*** Exercise materials Section Begins ***
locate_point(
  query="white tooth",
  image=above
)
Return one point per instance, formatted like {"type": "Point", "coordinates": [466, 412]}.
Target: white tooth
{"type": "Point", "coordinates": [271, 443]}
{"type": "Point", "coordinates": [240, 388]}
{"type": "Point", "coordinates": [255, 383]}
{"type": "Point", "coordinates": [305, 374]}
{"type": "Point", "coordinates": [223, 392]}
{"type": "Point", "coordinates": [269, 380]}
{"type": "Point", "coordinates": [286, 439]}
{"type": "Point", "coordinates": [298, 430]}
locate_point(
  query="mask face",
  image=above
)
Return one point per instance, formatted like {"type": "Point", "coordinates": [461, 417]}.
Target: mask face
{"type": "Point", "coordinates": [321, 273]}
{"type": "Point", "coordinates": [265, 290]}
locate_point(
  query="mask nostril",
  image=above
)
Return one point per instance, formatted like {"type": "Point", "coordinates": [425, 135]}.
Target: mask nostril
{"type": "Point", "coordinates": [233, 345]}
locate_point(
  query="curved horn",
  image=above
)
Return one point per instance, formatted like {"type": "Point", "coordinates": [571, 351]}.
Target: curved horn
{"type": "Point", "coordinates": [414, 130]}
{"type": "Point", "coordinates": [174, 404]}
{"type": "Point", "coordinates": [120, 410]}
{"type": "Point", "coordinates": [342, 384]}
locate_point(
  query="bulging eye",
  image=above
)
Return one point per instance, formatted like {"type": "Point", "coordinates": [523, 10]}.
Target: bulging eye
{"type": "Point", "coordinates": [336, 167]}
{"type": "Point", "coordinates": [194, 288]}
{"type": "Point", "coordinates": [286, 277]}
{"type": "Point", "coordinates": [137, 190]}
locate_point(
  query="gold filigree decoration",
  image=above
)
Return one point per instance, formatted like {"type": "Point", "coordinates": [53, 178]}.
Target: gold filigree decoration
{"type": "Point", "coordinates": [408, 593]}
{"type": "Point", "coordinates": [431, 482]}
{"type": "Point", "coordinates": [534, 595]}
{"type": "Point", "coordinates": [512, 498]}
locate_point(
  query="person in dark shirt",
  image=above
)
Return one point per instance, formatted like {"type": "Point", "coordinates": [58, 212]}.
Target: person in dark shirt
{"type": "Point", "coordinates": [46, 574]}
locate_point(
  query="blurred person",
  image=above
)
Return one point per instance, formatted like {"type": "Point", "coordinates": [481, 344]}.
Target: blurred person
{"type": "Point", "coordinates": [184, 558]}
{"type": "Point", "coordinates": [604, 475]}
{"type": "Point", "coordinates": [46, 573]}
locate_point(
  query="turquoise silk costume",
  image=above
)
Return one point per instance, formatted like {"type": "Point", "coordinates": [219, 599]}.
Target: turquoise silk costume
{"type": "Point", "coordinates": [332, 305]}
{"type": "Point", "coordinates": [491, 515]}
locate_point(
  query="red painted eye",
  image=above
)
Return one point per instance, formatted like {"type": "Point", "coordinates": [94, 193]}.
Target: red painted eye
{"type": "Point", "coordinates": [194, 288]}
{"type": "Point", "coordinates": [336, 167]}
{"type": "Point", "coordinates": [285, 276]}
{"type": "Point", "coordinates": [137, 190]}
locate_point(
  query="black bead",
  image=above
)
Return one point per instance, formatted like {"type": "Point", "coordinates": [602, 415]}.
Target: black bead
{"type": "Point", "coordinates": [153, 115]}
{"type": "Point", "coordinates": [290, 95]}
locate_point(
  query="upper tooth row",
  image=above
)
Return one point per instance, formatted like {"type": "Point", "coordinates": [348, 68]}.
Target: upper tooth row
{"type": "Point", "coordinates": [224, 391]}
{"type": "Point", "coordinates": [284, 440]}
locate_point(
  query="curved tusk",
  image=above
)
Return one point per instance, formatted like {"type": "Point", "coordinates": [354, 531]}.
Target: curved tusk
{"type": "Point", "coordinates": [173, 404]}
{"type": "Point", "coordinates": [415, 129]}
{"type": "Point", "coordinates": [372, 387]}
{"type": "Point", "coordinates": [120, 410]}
*** Exercise materials Section Ends ***
#### Exercise directions:
Make a precise copy of the records in their entirety.

#### Exercise answer:
locate_point(
  query="white tooth",
  image=above
)
Return one point per instance, formatted like {"type": "Point", "coordinates": [466, 412]}.
Target: white tooth
{"type": "Point", "coordinates": [271, 443]}
{"type": "Point", "coordinates": [240, 388]}
{"type": "Point", "coordinates": [255, 383]}
{"type": "Point", "coordinates": [305, 374]}
{"type": "Point", "coordinates": [223, 392]}
{"type": "Point", "coordinates": [269, 380]}
{"type": "Point", "coordinates": [286, 439]}
{"type": "Point", "coordinates": [298, 430]}
locate_point(
  query="mask face",
  image=above
)
Return one point per instance, formatted like {"type": "Point", "coordinates": [461, 417]}.
Target: mask face
{"type": "Point", "coordinates": [321, 273]}
{"type": "Point", "coordinates": [265, 290]}
locate_point(
  query="mask nostril",
  image=above
)
Return one point per instance, formatted like {"type": "Point", "coordinates": [425, 135]}.
Target: mask nostril
{"type": "Point", "coordinates": [233, 345]}
locate_point(
  query="curved horn",
  image=above
)
Return one point per instance, formatted like {"type": "Point", "coordinates": [571, 351]}.
Target: curved horn
{"type": "Point", "coordinates": [414, 130]}
{"type": "Point", "coordinates": [174, 404]}
{"type": "Point", "coordinates": [120, 410]}
{"type": "Point", "coordinates": [342, 384]}
locate_point(
  query="bulging eye",
  image=above
)
Return one point per instance, formatted like {"type": "Point", "coordinates": [523, 10]}.
Target: bulging eye
{"type": "Point", "coordinates": [336, 167]}
{"type": "Point", "coordinates": [194, 288]}
{"type": "Point", "coordinates": [286, 277]}
{"type": "Point", "coordinates": [137, 190]}
locate_point(
  query="gold filigree decoration",
  image=above
)
Return one point per instance, formatted like {"type": "Point", "coordinates": [53, 178]}.
Target: gold filigree decoration
{"type": "Point", "coordinates": [408, 593]}
{"type": "Point", "coordinates": [431, 482]}
{"type": "Point", "coordinates": [534, 595]}
{"type": "Point", "coordinates": [512, 498]}
locate_point(
  query="person in dark shirt",
  image=above
)
Return one point per instance, formatted like {"type": "Point", "coordinates": [58, 212]}.
Target: person in dark shirt
{"type": "Point", "coordinates": [46, 574]}
locate_point(
  query="blurred person",
  image=above
)
Return one point per instance, formatted like {"type": "Point", "coordinates": [481, 344]}.
Target: blurred person
{"type": "Point", "coordinates": [184, 558]}
{"type": "Point", "coordinates": [604, 475]}
{"type": "Point", "coordinates": [46, 573]}
locate_point(
  query="turquoise silk costume",
  image=above
)
Return one point per instance, formatted like {"type": "Point", "coordinates": [219, 599]}.
Target: turquoise silk costume
{"type": "Point", "coordinates": [332, 305]}
{"type": "Point", "coordinates": [491, 515]}
locate_point(
  query="red painted eye",
  image=above
)
Return one point per instance, formatted like {"type": "Point", "coordinates": [94, 193]}.
Target: red painted eye
{"type": "Point", "coordinates": [194, 288]}
{"type": "Point", "coordinates": [336, 167]}
{"type": "Point", "coordinates": [285, 276]}
{"type": "Point", "coordinates": [137, 190]}
locate_point(
  query="black bead",
  image=above
)
Return one point per instance, formatted like {"type": "Point", "coordinates": [602, 415]}.
Target: black bead
{"type": "Point", "coordinates": [153, 115]}
{"type": "Point", "coordinates": [290, 95]}
locate_point(
  query="upper tooth row",
  image=above
)
Return one point per instance, formatted like {"type": "Point", "coordinates": [348, 68]}.
Target: upper tooth row
{"type": "Point", "coordinates": [224, 391]}
{"type": "Point", "coordinates": [284, 440]}
locate_point(
  query="curved tusk",
  image=above
)
Return one point per instance, formatted like {"type": "Point", "coordinates": [354, 531]}.
Target: curved tusk
{"type": "Point", "coordinates": [173, 404]}
{"type": "Point", "coordinates": [415, 129]}
{"type": "Point", "coordinates": [372, 387]}
{"type": "Point", "coordinates": [120, 410]}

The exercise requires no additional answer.